### [INFORMATION PROVIDED]
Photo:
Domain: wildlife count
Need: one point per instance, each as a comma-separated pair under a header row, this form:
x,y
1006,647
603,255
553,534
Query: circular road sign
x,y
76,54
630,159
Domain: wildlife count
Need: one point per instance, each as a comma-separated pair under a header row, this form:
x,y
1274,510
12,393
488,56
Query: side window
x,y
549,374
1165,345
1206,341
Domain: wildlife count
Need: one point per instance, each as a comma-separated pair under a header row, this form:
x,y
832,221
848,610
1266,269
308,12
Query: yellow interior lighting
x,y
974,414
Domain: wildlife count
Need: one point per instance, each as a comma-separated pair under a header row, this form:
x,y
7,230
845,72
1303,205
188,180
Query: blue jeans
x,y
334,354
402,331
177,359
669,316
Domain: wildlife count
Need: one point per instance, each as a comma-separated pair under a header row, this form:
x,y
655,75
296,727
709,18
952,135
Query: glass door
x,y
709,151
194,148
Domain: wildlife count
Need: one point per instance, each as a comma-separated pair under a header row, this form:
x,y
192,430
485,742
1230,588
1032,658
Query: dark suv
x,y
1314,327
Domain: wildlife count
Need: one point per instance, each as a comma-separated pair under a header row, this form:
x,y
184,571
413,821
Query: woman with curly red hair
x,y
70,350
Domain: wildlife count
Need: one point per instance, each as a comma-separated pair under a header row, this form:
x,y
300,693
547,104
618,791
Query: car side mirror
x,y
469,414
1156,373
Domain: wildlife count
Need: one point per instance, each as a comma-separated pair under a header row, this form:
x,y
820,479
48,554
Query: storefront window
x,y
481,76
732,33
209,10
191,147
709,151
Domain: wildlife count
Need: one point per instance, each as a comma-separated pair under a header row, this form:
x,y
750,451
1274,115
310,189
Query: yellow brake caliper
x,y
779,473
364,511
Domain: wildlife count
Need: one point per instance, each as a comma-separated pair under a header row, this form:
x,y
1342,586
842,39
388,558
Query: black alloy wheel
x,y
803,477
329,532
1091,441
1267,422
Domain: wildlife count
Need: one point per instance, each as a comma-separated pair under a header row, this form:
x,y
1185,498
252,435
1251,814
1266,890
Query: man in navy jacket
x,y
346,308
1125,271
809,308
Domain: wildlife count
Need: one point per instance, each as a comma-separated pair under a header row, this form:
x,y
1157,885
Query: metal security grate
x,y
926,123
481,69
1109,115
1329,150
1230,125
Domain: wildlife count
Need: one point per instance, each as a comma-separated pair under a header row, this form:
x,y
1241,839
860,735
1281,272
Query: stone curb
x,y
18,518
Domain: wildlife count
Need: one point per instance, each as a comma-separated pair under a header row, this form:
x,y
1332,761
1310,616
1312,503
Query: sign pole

### [TASK]
The complete material above is to be retyped word for word.

### [RESPONSE BOX]
Photo:
Domain: wildlife count
Need: one point per instance, each as a comma-separated pair under a header row, this form:
x,y
1006,647
603,255
553,534
Query: circular road sign
x,y
76,54
630,159
Domain: wildlife count
Need: one point per instance, each as a comma-separated pair under a header row, this form:
x,y
1274,510
12,393
488,56
Query: side window
x,y
549,374
1165,345
1206,341
Domain: wildlife count
Need: one point per instance, each as a comma-separated pair under a header row, this form:
x,y
832,221
848,610
1266,269
308,12
Query: yellow interior lighting
x,y
974,414
Domain: wildlife count
Need: one point per instance, each as a comma-separated pair under a header row, this form:
x,y
7,230
845,72
1303,205
188,180
Query: blue jeans
x,y
334,354
402,331
177,359
669,316
Domain: wildlife count
Need: one point per instance, each as a comma-separated pair under a header row, this form:
x,y
655,75
296,727
709,18
952,135
Query: glass door
x,y
709,151
194,148
Domain: wildlife count
Need: one point per instance, each as a comma-separated pair under a header row, this form:
x,y
192,430
485,742
1230,588
1032,658
Query: dark suv
x,y
1314,327
Domain: wildlife count
Need: one point per instance, each as a comma-separated pair under a header row, this form:
x,y
184,571
413,821
Query: woman with curly red hair
x,y
70,350
Domain: wildlife count
Need: one point per instance, each as a comma-separated pair under a header row, this form:
x,y
300,693
547,104
618,791
Query: car side mirror
x,y
469,414
1156,373
Domain: wildlife count
Need: one point per instance, each as a comma-separated pair under a header row, this form:
x,y
820,479
48,554
Query: storefront window
x,y
481,76
732,33
209,10
191,147
709,151
Domain: wildlife count
Need: one point per instance, each as a comma-separated pair under a header row, this form:
x,y
750,451
1274,115
310,189
Query: yellow brake caliper
x,y
779,473
364,511
Domain: wildlife count
Need: one point per instance, each as a comma-separated pair under a header row, this form:
x,y
1342,586
842,39
388,558
Query: black alloy wheel
x,y
803,477
329,532
1091,441
1267,422
Domain: wildlife count
Need: one point per instance, each as a comma-separated pair under a header row, this form:
x,y
1185,498
252,435
1251,814
1266,890
Query: man in navy jacket
x,y
346,308
1125,271
809,308
Domain: wildlife count
Need: one point per instance, each as a comma-separated pair under a header row, this form:
x,y
1157,885
Query: metal security grate
x,y
926,123
481,69
1109,115
1329,150
1230,125
Domain: wildlife count
Need: one point per instance, each as a comma-separated pair under a header row, this form:
x,y
1241,839
860,735
1281,272
Query: stone curb
x,y
18,518
Domain: wildlife count
Need: one point per instance, each as a comma-separated pair under a header row, this form:
x,y
1332,761
1310,616
1312,503
Query: sign pole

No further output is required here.